• [Page]:
↓↓↓
Le pays se divise en terres cultivées et en terres incultes. Les terres cultivées, c’est-à-dire plantées d’arbres utiles, fécondées par l’engrais, soumises régulièrement au travail de l’homme et ensemencées tous les ans, sont situées pour la plupart dans les provinces de l’Adriatique, loin des yeux du pape. Dans cette moitié de l’État romain, la plus digne d’intérêt et la moins connue, vingt ans d’occupation française ont laissé des traditions excellentes. L’horrible droit d’aînesse y est aboli, sinon dans la loi, du moins dans les mœurs ; l’égalité des enfants d’un même père entraîne la division de la propriété, si favorable aux progrès de la culture. On y trouve quelques grands propriétaires, comme partout ; mais au lieu d’abandonner leurs biens à la rapacité d’un intendant, ils les divisent eux-mêmes et les confient par menues portions au travail de métayers choisis. Ils fournissent la terre, les bâtiments, le bétail, et l’impôt foncier. Le métayer ou colon fournit les bras de sa famille, paye les contributions accessoires, et partage la récolte avec le maître du sol. Ce système est excellent, et les provinces adriatiques ne sembleraient pas à plaindre si elles étaient débarrassées des brigands, protégées contre les inondations du Pô et du Reno, et soulagées des taxes monstrueuses qui les écrasent.

Les impôts sont moins lourds de l’autre côté des Apennins. Il y a même autour de Rome des propriétés qui n’en payent guère. La consulte d’État, en 1854, évaluait les terres privilégiées à la somme de 90 millions. Mais c’est d’autre chose qu’il s’agit : nous abordons les terrains incultes.

Sur le versant de la Méditerranée, au nord, au sud, à l’est et à l’ouest de Rome, et dans tous les sens où peut s’étendre la bénédiction du pape, le pays plat, qui forme une étendue immense, est à la fois désert, inculte et malsain.

Les experts ont fait de beaux raisonnements sur l’état misérable de ce beau pays.

L’un dit : « Il est inculte parce qu’il est désert : comment le cultiver sans hommes ? Il est désert parce qu’il est malsain : comment les hommes viendraient-ils l’habiter, quand il y va de leur vie ? Assainissez-le d’abord, il se peuplera de lui-même, et les habitants se hâteront de le cultiver ; car il n’y a pas de sol plus fertile au monde. »

Un autre répond : « Vous n’y êtes pas. Vous prenez l’effet pour la cause et la cause pour l’effet. Le pays est malsain parce qu’il est inculte. Les détritus végétaux, accumulés les uns sur les autres durant des siècles, fermentent en été sous les rayons du soleil. Le vent passe, enlève une provision de miasmes subtils, insaisissables à l’odorat et pourtant meurtriers. Si toutes ces plaines étaient labourées deux ou trois fois, si l’on faisait pénétrer l’air et la lumière jusque dans les profondeurs du sol, la fièvre qui couve sous les grandes herbes s’évaporerait bientôt, et ne reviendrait plus. Amenez les charrues, et le premier fruit que vous récolterezsera la santé. »
↑↑↑
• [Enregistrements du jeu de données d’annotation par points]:
↓↓↓
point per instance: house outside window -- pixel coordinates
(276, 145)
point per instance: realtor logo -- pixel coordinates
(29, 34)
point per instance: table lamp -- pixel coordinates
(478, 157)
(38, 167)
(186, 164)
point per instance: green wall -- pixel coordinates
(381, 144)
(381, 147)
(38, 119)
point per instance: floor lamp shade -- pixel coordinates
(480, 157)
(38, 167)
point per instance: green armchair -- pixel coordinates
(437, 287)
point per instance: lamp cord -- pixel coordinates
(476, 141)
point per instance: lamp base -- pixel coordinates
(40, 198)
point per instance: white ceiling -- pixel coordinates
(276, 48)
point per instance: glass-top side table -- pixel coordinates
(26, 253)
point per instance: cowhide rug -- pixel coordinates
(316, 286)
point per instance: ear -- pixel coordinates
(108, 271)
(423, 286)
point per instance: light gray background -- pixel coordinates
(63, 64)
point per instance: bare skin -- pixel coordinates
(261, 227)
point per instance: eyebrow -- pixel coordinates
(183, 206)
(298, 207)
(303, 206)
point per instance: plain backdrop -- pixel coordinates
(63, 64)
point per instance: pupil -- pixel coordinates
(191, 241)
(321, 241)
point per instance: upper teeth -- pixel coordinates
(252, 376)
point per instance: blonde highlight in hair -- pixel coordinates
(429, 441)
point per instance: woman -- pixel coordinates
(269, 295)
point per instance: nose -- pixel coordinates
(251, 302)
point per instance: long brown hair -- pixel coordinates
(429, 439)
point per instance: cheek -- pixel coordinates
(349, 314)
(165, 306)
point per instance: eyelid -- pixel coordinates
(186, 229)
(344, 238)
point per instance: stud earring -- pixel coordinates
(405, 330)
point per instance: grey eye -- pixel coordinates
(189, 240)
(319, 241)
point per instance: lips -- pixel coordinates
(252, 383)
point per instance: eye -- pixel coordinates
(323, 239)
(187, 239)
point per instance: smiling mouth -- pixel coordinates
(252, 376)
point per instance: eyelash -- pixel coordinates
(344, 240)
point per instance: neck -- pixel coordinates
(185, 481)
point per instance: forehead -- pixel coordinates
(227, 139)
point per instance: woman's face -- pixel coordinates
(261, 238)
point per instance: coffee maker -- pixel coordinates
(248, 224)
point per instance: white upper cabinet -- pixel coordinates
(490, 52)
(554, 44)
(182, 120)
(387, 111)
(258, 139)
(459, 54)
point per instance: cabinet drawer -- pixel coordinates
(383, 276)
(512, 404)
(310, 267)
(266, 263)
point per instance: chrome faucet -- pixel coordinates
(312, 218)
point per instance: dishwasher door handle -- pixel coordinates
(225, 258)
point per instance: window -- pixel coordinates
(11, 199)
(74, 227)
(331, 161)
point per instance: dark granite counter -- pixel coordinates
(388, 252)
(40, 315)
↑↑↑
• [Consigne]: Citez, dans le texte sur les terres de l’État romain, le passage compris entre « Les impôts sont » et « ce beau pays. », ces deux extrémités incluses.

• [Réponse attendue]:
Les impôts sont moins lourds de l’autre côté des Apennins. Il y a même autour de Rome des propriétés qui n’en payent guère. La consulte d’État, en 1854, évaluait les terres privilégiées à la somme de 90 millions. Mais c’est d’autre chose qu’il s’agit : nous abordons les terrains incultes.

Sur le versant de la Méditerranée, au nord, au sud, à l’est et à l’ouest de Rome, et dans tous les sens où peut s’étendre la bénédiction du pape, le pays plat, qui forme une étendue immense, est à la fois désert, inculte et malsain.

Les experts ont fait de beaux raisonnements sur l’état misérable de ce beau pays.